- _Фрагмент документа_:
Мы находимся в начале одного из тех периодов истории, когда фундамент, на котором держится установившийся порядок, начинает смещаться, и появляется новое мироустройство. Это почти всегда весьма опасные и неспокойные периоды.
Нынешняя рецессия будет иной. На сей раз мы не оправимся после глубокого падения и не вернемся в свою комфортную нишу, которую занимали до начала всего этого кризиса. Речь сейчас идет о более глубинных процессах. Тектонические плиты силы и власти, в данном случае, власти экономической, пришли в движение. А когда все закончится, западные страны будут слабее, а страны Востока усилятся по отношению к ним.
Последний раз мы наблюдали смещение власти такого масштаба в прошлом веке, когда мировое лидерство переместилось за Атлантический океан, перейдя от старых держав Европы к находившимся на стадии становления как великой державы Соединенным Штатам Америки. Все мы помним, что происходило вслед за крахом империй и появлением нового порядка. Однако тогда происходило перемещение власти и силы, а ценности оставались неизменными. На сей раз мы столкнемся не только со сменой миропорядка, но и со сменой ценностей.
В этих условиях крайне важно точно определить, что происходит, а что нет.

- _Исходные строки_:
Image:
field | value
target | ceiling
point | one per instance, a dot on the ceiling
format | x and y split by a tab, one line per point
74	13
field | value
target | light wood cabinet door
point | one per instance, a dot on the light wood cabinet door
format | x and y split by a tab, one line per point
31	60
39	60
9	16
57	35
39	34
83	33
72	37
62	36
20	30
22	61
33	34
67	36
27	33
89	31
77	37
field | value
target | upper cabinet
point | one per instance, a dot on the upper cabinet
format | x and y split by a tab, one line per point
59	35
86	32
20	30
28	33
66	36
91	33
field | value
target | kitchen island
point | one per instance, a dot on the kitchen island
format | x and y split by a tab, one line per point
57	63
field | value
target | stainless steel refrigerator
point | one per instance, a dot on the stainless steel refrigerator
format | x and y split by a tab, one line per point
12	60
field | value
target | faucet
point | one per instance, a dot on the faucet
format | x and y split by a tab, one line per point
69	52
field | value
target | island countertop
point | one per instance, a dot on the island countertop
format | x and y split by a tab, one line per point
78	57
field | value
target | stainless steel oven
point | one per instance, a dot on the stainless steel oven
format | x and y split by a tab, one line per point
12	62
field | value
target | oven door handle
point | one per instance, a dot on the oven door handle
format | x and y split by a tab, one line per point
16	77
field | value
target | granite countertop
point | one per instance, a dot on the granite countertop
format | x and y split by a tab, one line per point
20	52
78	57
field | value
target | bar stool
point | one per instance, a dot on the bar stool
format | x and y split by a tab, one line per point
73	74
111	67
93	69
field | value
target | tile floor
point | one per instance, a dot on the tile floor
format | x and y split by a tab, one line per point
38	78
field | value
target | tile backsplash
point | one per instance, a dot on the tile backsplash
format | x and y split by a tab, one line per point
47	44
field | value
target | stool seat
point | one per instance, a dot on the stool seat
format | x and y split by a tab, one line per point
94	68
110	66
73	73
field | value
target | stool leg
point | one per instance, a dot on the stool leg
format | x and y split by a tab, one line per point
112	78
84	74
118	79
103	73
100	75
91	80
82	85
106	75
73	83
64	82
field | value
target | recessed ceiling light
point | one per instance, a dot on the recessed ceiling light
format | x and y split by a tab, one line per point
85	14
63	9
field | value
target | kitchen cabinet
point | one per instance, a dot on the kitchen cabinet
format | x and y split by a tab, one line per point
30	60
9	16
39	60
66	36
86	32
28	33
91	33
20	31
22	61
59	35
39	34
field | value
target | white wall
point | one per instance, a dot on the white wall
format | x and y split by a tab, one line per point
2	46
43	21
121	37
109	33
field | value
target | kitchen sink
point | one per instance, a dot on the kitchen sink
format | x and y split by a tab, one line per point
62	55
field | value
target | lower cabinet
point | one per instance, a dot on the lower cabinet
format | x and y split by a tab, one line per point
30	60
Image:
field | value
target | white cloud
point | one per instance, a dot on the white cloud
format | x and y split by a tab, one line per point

- _Задания_:
**a)** Чем, согласно фрагменту документа, нынешнее смещение власти отличается от того, что происходило в прошлом веке?
**b)** Выпишите из фрагмента документа всё от «Мы находимся в» до «и неспокойные периоды.» включительно.

- _Ответы_:
**a)** На сей раз сменится не только миропорядок, но и ценности, тогда как в прошлом веке ценности оставались неизменными.

**b)**
Мы находимся в начале одного из тех периодов истории, когда фундамент, на котором держится установившийся порядок, начинает смещаться, и появляется новое мироустройство. Это почти всегда весьма опасные и неспокойные периоды.